● The request
In the review of the "Scenes From A Marriage" stage production, reproduce word for word the passage starting at the words "Yesterday afternoon, I" and stopping after "have merely occluded.".

● Text section
━━━━━━━━━━
Review Of “Scenes From A Marriage,” via The New York Theatre Workshop

Facebooktwitterredditpinterestlinkedinmailby feather
Ingmar Bergman's Scenes From A Marriage (1972). (c) Criterion

Ingmar Bergman’s Scenes From A Marriage (1972). (c) Criterion

Yesterday afternoon, I was at the New York Theatre Workshop’s performance of Ingmar Bergman’s Scenes From A Marriage (trans. Emily Mann), which boasts a run-time similar to the original film’s. This makes sense, as Scenes is a film that naturally lends itself to theater: it mostly takes place in simple interiors, focuses on long, involved scenes — often involving just 2 characters — and draws much of its power from the gestures, expressions, body language, and intonations that, alongside the great writing, really drives the narrative forward. No, it is not superficially dependent upon its visuals (like many purportedly ‘visual’ films are), but there was as much in Liv Ullman and Erland Josephson’s expressiveness as in, say, an Antonioni landscape, that gave Scenes From A Marriage a depth that lesser actors would have merely occluded.
━━━━━━━━━━
● Information shown
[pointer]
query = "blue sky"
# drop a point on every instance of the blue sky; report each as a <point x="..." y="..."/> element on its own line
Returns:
━━━━━━━━━━
● Worked answer
Yesterday afternoon, I was at the New York Theatre Workshop’s performance of Ingmar Bergman’s Scenes From A Marriage (trans. Emily Mann), which boasts a run-time similar to the original film’s. This makes sense, as Scenes is a film that naturally lends itself to theater: it mostly takes place in simple interiors, focuses on long, involved scenes — often involving just 2 characters — and draws much of its power from the gestures, expressions, body language, and intonations that, alongside the great writing, really drives the narrative forward. No, it is not superficially dependent upon its visuals (like many purportedly ‘visual’ films are), but there was as much in Liv Ullman and Erland Josephson’s expressiveness as in, say, an Antonioni landscape, that gave Scenes From A Marriage a depth that lesser actors would have merely occluded.